> _Problem details_: From the records below, copy out verbatim every line, starting with the line that contains "# target: pine tree" and continuing through the line that contains "313], [8, 313]]", with both of those lines included.

> _Stored entries_:
========================
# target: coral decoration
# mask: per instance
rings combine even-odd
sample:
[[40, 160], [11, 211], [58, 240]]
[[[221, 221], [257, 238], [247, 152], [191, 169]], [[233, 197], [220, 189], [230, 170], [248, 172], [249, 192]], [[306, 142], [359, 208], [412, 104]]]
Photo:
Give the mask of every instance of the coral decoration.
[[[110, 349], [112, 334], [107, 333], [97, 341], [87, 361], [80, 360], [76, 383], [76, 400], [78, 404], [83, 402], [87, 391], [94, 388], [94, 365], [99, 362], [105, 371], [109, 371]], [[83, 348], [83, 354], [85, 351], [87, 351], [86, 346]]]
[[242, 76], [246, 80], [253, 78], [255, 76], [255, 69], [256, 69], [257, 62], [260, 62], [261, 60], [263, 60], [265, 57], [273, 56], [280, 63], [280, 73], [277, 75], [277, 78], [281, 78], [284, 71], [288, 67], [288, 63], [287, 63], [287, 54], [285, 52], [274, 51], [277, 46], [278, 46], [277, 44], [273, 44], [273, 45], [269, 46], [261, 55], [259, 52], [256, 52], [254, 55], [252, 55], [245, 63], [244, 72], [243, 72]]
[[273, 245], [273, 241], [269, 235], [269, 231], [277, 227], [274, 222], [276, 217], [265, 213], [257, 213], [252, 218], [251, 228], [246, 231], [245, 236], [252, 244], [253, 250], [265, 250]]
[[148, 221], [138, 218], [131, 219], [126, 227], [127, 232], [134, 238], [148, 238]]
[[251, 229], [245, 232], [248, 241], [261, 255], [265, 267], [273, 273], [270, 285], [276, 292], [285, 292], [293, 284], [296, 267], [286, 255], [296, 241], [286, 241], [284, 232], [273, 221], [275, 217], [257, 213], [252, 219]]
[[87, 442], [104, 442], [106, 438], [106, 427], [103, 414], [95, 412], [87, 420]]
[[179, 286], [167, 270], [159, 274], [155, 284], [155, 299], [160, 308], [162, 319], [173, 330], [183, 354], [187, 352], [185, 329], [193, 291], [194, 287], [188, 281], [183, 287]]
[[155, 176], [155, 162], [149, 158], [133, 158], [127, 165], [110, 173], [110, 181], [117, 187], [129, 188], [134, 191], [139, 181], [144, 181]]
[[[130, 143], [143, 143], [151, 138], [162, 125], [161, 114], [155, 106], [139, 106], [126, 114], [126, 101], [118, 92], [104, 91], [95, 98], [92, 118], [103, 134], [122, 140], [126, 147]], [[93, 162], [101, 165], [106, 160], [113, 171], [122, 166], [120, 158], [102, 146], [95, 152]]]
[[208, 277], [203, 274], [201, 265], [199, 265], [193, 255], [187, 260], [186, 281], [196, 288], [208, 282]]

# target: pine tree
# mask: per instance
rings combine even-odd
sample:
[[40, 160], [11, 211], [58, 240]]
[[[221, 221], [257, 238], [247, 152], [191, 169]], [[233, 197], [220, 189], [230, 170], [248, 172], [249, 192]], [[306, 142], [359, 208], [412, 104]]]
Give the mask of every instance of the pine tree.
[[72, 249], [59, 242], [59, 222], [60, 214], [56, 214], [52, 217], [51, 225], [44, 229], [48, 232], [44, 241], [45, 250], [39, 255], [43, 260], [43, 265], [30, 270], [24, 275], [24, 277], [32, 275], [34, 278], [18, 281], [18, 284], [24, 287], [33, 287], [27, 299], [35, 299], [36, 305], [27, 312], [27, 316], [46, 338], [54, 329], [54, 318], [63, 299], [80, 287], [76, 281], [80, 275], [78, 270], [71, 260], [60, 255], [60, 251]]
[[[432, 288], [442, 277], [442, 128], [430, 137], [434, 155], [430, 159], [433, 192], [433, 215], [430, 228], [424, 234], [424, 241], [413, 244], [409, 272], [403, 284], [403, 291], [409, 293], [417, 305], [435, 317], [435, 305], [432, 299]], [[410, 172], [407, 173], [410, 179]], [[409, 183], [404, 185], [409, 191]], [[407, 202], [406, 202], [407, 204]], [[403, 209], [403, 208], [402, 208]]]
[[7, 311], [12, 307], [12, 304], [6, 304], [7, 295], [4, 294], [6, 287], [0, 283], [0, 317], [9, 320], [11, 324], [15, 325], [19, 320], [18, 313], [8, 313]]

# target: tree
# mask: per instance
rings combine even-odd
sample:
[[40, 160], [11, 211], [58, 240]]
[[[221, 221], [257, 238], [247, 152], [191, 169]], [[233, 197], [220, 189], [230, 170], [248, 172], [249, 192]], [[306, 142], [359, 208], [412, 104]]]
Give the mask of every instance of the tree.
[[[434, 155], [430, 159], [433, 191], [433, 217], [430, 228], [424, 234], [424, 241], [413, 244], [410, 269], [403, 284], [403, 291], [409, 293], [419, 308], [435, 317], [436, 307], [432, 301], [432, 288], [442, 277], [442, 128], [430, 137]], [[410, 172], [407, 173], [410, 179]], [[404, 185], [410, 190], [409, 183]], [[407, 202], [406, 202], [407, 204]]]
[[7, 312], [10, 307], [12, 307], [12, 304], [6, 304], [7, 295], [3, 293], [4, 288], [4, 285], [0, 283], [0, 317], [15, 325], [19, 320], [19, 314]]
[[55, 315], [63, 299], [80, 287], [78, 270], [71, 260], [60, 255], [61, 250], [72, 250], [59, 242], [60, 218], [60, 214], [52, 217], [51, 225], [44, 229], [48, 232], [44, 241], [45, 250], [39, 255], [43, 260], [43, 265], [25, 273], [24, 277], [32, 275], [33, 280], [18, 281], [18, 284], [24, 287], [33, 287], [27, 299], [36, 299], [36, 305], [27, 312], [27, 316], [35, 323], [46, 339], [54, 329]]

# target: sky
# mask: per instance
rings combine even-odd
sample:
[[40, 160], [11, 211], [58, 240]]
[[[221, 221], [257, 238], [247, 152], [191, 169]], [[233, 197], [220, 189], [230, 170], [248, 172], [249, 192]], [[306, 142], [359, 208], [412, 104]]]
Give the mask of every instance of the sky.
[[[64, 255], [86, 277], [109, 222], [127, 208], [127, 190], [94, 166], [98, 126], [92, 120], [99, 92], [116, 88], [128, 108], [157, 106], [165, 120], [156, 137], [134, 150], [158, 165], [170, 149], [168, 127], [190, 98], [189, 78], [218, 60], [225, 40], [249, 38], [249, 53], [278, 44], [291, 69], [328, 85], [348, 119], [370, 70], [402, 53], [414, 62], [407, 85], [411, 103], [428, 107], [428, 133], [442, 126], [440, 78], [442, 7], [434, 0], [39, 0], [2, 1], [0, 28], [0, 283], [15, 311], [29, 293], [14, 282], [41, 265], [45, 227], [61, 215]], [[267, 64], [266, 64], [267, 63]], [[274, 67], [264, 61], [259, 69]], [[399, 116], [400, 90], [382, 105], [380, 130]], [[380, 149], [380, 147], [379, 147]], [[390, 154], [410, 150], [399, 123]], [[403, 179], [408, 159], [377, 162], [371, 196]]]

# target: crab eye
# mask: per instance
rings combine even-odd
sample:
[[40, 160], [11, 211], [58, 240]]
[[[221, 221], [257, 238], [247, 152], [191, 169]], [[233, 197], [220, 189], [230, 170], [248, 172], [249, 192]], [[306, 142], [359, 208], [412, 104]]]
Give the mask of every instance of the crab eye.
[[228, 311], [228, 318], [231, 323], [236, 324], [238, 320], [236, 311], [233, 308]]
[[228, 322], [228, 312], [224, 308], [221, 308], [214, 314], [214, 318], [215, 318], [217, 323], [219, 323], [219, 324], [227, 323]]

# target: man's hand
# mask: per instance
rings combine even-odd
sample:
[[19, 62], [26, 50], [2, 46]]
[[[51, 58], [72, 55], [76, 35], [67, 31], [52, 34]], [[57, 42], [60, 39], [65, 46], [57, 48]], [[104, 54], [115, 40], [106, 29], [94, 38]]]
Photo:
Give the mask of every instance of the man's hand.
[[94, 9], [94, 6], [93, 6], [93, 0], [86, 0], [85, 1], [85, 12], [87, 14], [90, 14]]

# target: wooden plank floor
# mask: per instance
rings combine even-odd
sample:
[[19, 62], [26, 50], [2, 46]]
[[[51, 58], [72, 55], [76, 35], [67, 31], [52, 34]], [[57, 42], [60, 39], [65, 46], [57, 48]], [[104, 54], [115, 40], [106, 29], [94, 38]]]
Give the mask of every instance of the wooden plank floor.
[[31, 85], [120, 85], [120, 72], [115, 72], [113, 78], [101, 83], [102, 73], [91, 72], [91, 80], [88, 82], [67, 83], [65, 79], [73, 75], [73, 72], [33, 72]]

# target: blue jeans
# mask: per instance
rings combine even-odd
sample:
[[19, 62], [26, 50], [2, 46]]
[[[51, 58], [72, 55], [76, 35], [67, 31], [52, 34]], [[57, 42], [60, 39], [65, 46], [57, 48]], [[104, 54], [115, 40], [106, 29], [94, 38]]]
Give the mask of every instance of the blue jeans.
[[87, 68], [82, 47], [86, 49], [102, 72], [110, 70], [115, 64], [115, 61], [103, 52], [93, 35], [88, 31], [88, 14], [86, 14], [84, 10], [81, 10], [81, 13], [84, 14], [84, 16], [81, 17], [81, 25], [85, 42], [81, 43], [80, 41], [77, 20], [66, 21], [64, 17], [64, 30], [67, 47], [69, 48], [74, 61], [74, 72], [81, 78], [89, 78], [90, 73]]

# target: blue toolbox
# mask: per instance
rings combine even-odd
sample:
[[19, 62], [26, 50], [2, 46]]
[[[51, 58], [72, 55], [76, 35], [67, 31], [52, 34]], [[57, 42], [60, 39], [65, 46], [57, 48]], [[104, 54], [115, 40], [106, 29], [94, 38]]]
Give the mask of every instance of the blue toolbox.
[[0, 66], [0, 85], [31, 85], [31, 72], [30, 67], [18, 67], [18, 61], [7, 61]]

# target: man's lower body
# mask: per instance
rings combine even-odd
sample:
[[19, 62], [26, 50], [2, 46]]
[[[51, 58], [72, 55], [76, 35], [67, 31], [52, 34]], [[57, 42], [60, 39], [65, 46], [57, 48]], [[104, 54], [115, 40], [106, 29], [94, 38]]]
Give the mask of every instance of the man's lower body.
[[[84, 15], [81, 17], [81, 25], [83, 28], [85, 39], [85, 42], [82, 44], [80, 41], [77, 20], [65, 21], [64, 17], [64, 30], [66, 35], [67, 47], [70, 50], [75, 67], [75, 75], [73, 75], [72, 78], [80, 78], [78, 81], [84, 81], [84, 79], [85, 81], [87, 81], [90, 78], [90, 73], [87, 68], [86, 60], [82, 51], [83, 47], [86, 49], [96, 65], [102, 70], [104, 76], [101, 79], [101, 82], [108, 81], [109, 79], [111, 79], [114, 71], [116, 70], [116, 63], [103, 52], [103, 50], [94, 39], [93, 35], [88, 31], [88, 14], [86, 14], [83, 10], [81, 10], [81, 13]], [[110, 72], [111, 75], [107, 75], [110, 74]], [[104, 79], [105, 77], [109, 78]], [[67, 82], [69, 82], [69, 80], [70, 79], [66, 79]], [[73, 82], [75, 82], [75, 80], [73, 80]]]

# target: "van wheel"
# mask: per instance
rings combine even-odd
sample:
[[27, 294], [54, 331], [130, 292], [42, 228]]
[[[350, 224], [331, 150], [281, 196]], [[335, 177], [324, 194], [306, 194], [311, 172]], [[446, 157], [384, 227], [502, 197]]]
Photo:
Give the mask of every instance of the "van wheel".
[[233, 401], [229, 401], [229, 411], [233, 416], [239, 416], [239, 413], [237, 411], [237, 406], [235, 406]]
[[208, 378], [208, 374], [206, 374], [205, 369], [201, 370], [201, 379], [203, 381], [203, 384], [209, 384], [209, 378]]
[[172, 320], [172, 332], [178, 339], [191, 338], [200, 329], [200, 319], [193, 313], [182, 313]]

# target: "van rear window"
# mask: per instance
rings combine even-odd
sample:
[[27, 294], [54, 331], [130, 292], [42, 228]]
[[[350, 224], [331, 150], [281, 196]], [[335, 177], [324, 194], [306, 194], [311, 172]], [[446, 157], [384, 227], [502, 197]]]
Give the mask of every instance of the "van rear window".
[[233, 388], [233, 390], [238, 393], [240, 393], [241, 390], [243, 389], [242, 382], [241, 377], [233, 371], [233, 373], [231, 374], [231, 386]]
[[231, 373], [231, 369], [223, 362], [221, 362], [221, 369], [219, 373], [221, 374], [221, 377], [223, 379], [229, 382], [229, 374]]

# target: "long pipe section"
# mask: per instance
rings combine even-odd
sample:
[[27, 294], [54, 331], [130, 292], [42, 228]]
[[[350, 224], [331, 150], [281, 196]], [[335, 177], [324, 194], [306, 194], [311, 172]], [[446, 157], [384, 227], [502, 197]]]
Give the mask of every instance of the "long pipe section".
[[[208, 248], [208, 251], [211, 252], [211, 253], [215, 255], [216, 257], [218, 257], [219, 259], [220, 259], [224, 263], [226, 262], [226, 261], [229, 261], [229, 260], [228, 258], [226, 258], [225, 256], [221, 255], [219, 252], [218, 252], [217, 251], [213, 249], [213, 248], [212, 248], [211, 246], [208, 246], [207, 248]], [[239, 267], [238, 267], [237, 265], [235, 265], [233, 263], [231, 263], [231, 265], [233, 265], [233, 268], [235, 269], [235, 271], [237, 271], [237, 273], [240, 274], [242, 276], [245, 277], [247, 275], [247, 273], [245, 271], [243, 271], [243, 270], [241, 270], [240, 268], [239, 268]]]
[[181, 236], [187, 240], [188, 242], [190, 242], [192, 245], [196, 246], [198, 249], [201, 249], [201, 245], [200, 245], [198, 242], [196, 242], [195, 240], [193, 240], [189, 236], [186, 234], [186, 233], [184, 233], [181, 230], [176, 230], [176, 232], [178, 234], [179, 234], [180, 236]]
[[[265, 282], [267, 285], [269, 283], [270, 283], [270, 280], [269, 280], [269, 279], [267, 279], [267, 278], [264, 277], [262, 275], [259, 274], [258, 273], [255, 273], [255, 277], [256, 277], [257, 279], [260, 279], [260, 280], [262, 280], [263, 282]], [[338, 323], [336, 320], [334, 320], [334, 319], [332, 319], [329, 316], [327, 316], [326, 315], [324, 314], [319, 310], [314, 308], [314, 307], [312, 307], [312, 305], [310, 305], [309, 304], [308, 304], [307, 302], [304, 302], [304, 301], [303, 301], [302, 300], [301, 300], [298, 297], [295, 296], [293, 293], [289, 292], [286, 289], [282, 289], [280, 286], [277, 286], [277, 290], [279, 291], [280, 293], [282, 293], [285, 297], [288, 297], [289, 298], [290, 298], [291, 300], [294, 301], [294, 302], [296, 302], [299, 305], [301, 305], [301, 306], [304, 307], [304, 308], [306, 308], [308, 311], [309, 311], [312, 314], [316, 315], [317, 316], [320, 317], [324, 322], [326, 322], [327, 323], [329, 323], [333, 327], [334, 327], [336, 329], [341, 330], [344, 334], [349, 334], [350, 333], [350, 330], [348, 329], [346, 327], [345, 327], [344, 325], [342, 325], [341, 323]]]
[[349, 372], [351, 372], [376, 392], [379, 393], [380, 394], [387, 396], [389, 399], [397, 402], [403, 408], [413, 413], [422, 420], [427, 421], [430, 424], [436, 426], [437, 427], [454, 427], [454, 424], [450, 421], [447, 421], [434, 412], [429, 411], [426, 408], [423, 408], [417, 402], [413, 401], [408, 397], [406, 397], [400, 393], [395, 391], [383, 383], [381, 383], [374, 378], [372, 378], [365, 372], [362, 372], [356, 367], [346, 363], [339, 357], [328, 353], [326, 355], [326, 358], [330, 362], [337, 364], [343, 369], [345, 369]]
========================
> _Output for this exercise_:
# target: pine tree
# mask: per instance
rings combine even-odd
sample:
[[40, 160], [11, 211], [58, 240]]
[[[221, 221], [257, 238], [247, 152], [191, 169]], [[233, 197], [220, 189], [230, 170], [248, 172], [249, 192]], [[306, 142], [359, 208], [412, 104]]]
Give the mask of every instance of the pine tree.
[[72, 249], [59, 242], [59, 222], [60, 214], [56, 214], [52, 217], [51, 225], [44, 229], [48, 232], [44, 241], [45, 250], [39, 255], [43, 260], [43, 265], [30, 270], [24, 275], [24, 277], [32, 275], [34, 278], [18, 281], [18, 284], [24, 287], [33, 287], [27, 299], [35, 299], [36, 305], [27, 312], [27, 316], [46, 338], [54, 329], [54, 318], [63, 299], [80, 287], [76, 281], [80, 275], [78, 270], [71, 260], [60, 255], [60, 251]]
[[[432, 288], [442, 277], [442, 128], [430, 137], [434, 155], [430, 159], [433, 192], [433, 215], [430, 228], [424, 234], [424, 241], [413, 244], [409, 272], [403, 284], [403, 291], [409, 293], [417, 305], [435, 317], [435, 305], [432, 299]], [[410, 172], [407, 173], [410, 179]], [[409, 183], [404, 185], [409, 191]], [[407, 202], [406, 202], [407, 204]], [[403, 209], [403, 208], [402, 208]]]
[[7, 311], [12, 307], [12, 304], [6, 304], [7, 295], [4, 294], [6, 287], [0, 283], [0, 317], [9, 320], [11, 324], [15, 325], [19, 320], [18, 313], [8, 313]]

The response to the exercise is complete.